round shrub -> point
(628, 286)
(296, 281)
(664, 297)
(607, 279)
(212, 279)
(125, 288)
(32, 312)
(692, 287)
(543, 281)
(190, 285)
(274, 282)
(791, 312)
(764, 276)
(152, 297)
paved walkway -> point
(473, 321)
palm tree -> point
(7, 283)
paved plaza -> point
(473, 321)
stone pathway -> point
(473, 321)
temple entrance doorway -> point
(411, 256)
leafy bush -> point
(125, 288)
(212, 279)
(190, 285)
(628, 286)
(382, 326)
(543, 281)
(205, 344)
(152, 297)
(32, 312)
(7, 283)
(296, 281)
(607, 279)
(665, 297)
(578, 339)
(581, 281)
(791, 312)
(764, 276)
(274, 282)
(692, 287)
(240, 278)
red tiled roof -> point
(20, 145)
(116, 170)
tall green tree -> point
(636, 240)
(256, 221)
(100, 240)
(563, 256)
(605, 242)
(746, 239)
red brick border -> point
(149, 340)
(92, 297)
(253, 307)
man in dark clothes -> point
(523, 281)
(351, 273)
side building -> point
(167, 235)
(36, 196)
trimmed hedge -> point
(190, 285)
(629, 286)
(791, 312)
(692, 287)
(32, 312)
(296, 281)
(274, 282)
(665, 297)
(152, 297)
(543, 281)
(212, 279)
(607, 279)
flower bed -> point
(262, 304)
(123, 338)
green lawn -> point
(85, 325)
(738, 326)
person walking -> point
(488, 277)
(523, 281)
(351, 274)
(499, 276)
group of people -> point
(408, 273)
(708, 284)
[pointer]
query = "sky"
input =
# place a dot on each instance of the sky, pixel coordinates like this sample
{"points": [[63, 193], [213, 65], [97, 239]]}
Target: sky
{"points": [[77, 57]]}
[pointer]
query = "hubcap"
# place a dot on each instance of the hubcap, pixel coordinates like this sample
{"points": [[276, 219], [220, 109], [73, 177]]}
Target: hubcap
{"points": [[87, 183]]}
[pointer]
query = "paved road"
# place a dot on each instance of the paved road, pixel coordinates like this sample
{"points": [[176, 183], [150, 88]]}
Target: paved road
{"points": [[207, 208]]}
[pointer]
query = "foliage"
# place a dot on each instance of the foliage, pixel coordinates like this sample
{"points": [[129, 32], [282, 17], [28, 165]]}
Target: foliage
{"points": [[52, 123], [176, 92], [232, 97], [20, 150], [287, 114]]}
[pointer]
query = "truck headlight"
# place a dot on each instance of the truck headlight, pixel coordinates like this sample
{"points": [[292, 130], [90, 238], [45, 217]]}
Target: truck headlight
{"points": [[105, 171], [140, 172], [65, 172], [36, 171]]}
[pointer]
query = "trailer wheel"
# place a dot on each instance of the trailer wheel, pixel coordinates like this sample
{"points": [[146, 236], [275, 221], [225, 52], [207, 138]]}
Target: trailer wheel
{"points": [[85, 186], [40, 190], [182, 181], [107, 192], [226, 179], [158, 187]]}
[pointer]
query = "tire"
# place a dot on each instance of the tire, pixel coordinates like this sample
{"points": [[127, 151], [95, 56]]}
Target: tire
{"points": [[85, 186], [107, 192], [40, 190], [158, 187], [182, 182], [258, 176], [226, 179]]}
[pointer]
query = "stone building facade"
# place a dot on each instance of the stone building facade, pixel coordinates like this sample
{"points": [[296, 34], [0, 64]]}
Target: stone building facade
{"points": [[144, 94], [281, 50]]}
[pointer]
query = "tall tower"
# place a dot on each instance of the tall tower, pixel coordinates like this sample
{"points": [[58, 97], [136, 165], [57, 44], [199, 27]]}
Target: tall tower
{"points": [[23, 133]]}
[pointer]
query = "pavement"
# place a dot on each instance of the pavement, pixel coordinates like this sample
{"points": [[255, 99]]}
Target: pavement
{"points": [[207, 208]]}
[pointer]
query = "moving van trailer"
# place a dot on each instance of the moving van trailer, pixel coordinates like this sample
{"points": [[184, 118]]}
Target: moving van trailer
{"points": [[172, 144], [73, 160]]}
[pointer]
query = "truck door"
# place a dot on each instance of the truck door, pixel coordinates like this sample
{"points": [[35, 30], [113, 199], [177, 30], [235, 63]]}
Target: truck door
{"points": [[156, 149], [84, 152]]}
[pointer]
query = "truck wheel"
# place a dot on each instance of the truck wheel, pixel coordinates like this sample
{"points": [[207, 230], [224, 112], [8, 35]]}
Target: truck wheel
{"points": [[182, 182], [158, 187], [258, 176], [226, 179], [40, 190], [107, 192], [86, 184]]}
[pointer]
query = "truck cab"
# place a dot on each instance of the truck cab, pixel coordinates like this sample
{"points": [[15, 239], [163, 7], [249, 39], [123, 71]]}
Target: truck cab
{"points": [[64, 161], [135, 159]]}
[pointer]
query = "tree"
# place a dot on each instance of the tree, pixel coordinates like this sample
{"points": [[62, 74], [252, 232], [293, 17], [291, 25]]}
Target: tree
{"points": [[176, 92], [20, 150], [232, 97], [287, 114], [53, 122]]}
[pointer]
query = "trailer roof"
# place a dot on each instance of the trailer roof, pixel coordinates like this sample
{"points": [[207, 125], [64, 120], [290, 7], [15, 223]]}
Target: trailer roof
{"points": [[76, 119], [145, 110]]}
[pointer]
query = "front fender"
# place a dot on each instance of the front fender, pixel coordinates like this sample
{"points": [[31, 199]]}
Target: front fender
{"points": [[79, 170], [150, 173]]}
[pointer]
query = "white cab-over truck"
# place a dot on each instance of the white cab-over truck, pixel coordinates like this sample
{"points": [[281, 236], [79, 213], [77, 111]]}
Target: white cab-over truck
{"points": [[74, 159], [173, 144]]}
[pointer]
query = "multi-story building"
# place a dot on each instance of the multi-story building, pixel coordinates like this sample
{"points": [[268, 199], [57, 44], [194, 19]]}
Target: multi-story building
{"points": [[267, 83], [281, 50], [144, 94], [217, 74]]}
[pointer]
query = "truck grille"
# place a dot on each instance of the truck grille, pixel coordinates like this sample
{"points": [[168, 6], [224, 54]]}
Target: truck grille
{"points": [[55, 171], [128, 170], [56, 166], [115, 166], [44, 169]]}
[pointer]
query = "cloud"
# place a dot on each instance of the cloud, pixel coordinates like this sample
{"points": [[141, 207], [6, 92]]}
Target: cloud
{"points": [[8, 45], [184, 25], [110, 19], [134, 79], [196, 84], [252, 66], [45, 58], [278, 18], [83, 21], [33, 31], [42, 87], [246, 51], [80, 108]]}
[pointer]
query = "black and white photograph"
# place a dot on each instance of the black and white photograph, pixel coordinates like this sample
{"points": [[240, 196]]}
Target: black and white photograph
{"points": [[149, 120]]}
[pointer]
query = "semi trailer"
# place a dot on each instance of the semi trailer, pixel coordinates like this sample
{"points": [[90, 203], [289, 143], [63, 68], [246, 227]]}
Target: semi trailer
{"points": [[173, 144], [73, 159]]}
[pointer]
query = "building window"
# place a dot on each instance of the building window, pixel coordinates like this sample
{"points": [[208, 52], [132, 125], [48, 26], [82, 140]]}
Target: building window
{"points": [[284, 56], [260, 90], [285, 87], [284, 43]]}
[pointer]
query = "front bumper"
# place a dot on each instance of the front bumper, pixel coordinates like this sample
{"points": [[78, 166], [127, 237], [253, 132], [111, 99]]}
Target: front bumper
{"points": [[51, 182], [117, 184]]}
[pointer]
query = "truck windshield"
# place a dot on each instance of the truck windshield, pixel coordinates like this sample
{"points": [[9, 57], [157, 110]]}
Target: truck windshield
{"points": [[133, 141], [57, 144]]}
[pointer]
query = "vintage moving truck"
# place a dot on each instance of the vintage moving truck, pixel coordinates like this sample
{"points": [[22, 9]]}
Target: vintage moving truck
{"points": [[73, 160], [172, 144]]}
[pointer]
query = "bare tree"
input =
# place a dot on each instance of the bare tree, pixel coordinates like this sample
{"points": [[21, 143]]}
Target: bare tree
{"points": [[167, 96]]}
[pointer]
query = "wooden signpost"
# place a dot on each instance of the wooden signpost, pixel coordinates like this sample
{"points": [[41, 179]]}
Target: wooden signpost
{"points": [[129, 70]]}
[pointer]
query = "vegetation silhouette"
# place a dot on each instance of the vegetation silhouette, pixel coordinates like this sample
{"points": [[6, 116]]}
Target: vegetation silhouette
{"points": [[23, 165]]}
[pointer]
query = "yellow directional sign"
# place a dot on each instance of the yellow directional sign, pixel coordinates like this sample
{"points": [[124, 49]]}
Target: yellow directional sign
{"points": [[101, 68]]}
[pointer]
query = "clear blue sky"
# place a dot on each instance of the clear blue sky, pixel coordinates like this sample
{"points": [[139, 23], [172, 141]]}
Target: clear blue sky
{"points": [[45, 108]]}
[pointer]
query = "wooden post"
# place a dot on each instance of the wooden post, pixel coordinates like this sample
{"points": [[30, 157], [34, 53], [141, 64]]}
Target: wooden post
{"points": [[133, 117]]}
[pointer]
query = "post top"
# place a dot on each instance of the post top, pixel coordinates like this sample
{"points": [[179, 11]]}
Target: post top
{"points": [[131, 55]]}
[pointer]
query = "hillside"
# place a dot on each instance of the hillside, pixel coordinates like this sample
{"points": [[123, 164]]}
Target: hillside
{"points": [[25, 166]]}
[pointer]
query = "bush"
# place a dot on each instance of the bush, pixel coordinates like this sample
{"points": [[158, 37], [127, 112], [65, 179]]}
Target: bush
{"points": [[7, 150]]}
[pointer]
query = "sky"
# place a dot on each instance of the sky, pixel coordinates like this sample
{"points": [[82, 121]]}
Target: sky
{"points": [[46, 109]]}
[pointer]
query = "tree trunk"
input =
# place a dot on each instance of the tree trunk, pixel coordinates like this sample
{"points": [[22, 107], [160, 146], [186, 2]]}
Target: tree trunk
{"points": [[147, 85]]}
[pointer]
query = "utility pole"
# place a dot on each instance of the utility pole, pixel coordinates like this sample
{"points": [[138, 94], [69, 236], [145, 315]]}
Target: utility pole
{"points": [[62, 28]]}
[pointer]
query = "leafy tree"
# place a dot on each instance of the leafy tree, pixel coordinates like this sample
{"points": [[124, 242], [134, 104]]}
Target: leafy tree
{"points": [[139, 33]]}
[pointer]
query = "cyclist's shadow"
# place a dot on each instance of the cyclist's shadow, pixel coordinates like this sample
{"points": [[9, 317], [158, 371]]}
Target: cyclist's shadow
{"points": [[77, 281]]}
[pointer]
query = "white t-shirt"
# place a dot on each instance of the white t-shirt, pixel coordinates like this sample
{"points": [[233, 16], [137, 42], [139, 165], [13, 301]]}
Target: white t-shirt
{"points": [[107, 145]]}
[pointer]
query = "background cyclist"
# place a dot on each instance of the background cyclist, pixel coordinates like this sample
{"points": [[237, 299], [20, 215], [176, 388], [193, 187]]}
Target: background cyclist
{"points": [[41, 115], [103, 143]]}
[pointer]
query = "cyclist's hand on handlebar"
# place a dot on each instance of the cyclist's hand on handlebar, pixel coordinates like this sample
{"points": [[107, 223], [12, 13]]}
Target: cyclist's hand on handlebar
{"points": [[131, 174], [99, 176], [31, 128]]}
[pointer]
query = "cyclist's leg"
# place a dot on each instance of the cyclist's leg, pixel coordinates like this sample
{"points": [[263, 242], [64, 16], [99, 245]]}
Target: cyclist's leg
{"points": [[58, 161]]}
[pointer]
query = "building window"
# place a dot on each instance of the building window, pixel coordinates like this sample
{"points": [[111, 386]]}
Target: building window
⁂
** Work to complete **
Among the entries above, copy exactly only the lines starting with the one containing "# place a dot on each instance of the multi-story" and going through the one containing "# place a dot on each instance of the vintage", both ends included.

** Exercise result **
# place a dot on each instance of the multi-story building, pixel coordinates like this sample
{"points": [[268, 199], [57, 44], [194, 19]]}
Target: multi-story building
{"points": [[267, 83], [281, 50], [144, 94], [217, 74]]}
[pointer]
query = "truck grille"
# place a dot on each instance of the truck grille, pixel coordinates like this sample
{"points": [[168, 6], [224, 54]]}
Target: truck grille
{"points": [[55, 171], [128, 170], [56, 166], [115, 166], [44, 169]]}
[pointer]
query = "cloud"
# place a dot on each instance of the cloud, pixel coordinates like this sample
{"points": [[141, 207], [6, 92]]}
Target: cloud
{"points": [[8, 45], [184, 25], [110, 19], [134, 79], [196, 84], [252, 66], [45, 58], [278, 18], [83, 21], [33, 31], [42, 87], [246, 51], [80, 108]]}
[pointer]
query = "black and white photograph"
# place a dot on each instance of the black and white photograph, pixel coordinates like this sample
{"points": [[240, 196]]}
Target: black and white photograph
{"points": [[149, 120]]}
[pointer]
query = "semi trailer"
# place a dot on each instance of the semi trailer, pixel coordinates like this sample
{"points": [[90, 203], [289, 143], [63, 68], [246, 227]]}
Target: semi trailer
{"points": [[173, 144], [73, 159]]}
[pointer]
query = "building window"
# place a dot on each instance of the building window, pixel coordinates like this sample
{"points": [[208, 52], [132, 125], [48, 26], [82, 140]]}
Target: building window
{"points": [[284, 56], [260, 90], [285, 87], [284, 43]]}
[pointer]
query = "front bumper"
# place a dot on each instance of the front bumper, pixel coordinates like this sample
{"points": [[78, 166], [127, 237], [253, 132], [111, 99]]}
Target: front bumper
{"points": [[51, 182], [117, 184]]}
[pointer]
query = "truck windshield"
# place a dot on each instance of the truck windshield, pixel coordinates like this sample
{"points": [[9, 57], [157, 110]]}
Target: truck windshield
{"points": [[133, 141], [57, 144]]}
[pointer]
query = "vintage moving truck"
# place a dot on each instance of the vintage moving truck, pixel coordinates like this sample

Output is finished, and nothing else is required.